(The problem): Exactly the lines starting at the line containing "box: [256, 14, 399, 120]" and ending at the line containing "positive clicks: (324, 110)" are to be written out from the listing below, both included.

(The data):
******************************
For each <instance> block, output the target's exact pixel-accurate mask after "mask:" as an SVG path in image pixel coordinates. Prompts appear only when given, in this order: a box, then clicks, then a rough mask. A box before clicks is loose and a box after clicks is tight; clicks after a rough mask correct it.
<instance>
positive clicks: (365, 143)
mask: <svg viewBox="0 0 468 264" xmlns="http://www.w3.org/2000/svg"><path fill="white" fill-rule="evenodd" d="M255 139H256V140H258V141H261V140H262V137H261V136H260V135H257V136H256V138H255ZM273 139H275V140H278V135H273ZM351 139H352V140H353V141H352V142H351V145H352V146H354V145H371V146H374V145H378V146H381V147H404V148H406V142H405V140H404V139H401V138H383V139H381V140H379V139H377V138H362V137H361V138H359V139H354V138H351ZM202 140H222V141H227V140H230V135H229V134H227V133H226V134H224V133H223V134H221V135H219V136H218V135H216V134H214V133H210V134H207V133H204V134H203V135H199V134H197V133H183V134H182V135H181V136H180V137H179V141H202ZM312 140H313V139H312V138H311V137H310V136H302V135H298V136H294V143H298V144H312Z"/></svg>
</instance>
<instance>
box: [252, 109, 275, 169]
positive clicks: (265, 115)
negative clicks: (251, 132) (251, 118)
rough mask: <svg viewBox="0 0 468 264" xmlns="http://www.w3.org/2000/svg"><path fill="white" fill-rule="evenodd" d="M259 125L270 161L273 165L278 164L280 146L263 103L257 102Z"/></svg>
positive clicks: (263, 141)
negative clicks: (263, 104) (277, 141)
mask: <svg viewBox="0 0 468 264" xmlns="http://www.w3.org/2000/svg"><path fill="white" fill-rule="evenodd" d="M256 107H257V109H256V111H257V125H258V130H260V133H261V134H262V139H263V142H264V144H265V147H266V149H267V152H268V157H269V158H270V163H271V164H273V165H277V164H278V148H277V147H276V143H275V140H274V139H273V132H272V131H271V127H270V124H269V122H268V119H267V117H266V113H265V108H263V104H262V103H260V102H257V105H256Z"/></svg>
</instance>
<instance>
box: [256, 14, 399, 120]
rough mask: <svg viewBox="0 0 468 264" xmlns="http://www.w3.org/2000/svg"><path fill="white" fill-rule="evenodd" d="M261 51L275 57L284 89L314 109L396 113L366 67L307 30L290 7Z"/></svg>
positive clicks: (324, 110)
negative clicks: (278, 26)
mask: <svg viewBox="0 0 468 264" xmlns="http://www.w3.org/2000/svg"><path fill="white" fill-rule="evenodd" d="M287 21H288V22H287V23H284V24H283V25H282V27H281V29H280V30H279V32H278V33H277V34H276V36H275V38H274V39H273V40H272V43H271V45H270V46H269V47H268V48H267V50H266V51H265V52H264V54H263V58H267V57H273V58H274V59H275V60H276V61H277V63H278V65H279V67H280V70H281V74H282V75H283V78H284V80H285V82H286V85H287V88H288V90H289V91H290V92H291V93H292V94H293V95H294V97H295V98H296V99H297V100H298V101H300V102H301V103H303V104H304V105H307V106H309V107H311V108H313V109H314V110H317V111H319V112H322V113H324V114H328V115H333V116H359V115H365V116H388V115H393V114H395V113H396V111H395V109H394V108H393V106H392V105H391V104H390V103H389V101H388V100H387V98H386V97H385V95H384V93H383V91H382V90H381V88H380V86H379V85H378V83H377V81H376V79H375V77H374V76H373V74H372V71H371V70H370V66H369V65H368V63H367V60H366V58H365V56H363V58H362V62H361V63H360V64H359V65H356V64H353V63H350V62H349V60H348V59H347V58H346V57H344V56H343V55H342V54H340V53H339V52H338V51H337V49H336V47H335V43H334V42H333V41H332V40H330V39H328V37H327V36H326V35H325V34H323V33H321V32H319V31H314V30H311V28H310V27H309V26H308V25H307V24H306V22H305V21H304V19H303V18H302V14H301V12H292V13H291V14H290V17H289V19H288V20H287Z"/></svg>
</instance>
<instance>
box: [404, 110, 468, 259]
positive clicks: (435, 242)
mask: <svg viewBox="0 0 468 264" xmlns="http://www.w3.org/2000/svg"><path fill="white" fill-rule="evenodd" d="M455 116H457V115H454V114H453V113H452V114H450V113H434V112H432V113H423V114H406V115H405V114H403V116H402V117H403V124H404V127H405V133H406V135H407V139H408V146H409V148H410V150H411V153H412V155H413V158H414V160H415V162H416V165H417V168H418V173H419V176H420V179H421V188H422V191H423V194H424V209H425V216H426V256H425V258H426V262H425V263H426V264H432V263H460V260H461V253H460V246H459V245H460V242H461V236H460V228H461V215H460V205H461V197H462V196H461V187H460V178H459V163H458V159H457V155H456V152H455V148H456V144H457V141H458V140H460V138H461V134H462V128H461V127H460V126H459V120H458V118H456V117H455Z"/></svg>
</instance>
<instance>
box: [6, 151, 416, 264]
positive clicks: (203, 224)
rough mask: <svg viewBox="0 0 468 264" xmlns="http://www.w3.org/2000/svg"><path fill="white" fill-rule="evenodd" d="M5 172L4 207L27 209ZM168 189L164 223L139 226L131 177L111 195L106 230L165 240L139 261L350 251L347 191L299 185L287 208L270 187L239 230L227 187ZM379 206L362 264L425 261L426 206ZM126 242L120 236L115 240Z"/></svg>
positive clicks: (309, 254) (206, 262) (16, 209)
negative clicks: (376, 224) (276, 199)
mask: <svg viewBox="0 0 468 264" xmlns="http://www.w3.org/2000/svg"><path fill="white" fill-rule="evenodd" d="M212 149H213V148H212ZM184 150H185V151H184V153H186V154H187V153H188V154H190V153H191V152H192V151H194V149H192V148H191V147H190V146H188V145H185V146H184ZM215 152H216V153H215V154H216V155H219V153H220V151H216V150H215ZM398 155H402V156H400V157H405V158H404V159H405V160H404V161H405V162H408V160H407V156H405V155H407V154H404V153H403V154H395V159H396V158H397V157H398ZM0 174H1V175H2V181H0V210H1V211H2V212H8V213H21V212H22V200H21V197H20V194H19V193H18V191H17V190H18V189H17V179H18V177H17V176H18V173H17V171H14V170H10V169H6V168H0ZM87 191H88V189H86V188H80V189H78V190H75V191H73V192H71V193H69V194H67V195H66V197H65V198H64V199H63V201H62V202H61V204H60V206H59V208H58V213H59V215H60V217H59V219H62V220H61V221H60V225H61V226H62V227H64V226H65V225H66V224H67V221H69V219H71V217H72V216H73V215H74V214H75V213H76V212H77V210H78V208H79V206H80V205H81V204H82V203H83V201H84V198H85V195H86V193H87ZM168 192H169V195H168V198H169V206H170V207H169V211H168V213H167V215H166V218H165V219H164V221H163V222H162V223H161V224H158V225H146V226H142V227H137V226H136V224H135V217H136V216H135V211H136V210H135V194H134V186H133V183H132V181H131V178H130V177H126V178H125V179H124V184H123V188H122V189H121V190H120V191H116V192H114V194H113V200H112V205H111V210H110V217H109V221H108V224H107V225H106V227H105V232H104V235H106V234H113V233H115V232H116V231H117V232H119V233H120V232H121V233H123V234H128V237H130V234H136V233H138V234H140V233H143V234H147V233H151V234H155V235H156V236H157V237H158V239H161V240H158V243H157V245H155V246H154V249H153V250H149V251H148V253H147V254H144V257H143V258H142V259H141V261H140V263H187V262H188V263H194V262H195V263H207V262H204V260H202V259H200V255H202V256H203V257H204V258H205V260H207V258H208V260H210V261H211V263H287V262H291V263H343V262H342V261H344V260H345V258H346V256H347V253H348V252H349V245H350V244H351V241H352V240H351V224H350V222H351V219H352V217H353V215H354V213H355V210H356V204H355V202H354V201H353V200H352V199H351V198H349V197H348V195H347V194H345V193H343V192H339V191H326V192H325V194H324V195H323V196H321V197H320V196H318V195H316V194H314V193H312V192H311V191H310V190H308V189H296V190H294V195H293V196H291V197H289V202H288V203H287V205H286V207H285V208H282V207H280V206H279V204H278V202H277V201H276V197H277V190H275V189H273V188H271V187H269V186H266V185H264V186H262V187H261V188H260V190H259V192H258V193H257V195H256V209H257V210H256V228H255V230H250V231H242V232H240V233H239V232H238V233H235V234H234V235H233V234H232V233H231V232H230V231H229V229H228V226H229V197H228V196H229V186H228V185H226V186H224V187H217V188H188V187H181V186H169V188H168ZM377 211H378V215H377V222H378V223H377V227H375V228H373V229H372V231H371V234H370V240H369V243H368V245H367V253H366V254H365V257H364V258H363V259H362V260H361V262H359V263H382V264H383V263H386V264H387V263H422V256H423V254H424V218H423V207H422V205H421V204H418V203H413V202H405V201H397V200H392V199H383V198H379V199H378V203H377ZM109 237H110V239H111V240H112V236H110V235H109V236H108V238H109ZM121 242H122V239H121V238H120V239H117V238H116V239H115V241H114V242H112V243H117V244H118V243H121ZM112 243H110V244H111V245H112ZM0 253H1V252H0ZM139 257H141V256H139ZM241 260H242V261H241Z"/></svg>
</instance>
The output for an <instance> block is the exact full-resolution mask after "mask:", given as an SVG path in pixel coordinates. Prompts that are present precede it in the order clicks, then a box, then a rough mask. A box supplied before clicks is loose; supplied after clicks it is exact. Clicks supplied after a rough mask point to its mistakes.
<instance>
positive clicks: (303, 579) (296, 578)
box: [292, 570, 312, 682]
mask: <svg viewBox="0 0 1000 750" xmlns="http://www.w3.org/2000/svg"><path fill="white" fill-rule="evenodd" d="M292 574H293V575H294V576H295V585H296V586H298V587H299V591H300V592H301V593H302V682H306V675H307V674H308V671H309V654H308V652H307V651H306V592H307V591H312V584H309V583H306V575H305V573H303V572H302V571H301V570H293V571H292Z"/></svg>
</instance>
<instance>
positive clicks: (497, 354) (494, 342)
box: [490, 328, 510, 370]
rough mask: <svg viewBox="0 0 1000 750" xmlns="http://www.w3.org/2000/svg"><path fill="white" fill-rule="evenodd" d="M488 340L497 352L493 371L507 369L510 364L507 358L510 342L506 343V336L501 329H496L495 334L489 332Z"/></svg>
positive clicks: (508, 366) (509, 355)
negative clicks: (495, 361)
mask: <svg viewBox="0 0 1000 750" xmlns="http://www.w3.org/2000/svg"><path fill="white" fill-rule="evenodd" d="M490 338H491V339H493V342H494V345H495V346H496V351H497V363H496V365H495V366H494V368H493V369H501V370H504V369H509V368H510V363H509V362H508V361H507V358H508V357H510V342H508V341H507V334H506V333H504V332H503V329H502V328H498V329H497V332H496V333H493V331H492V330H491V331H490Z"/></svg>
******************************
(Exercise result):
box: [256, 14, 399, 120]
rough mask: <svg viewBox="0 0 468 264" xmlns="http://www.w3.org/2000/svg"><path fill="white" fill-rule="evenodd" d="M261 51L275 57L284 89L314 109L396 113L366 67L307 30L290 7Z"/></svg>
positive clicks: (324, 110)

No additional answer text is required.